DÉFI: Transcrivez mot pour mot toutes les lignes des enregistrements ci-dessous, en laissant les images de côté.
###
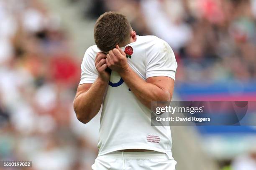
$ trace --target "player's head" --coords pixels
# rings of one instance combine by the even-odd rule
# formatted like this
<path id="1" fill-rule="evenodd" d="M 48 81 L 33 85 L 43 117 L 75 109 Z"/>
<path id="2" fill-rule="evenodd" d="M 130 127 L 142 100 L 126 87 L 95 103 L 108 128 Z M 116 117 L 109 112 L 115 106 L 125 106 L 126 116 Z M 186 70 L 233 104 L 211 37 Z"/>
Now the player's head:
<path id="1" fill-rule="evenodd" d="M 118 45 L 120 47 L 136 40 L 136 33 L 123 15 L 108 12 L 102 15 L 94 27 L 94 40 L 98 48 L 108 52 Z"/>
###
RÉSULTAT OBTENU:
$ trace --target "player's head" --coords pixels
# rings of one instance combine by the even-odd rule
# formatted like this
<path id="1" fill-rule="evenodd" d="M 48 81 L 33 85 L 43 117 L 75 109 Z"/>
<path id="2" fill-rule="evenodd" d="M 130 127 L 142 100 L 126 87 L 95 103 L 108 128 Z M 116 117 L 109 112 L 115 106 L 125 106 L 126 116 Z M 186 70 L 233 104 L 211 37 Z"/>
Now the player's head:
<path id="1" fill-rule="evenodd" d="M 118 45 L 120 47 L 136 40 L 136 33 L 123 15 L 108 12 L 102 15 L 94 27 L 94 40 L 98 48 L 108 52 Z"/>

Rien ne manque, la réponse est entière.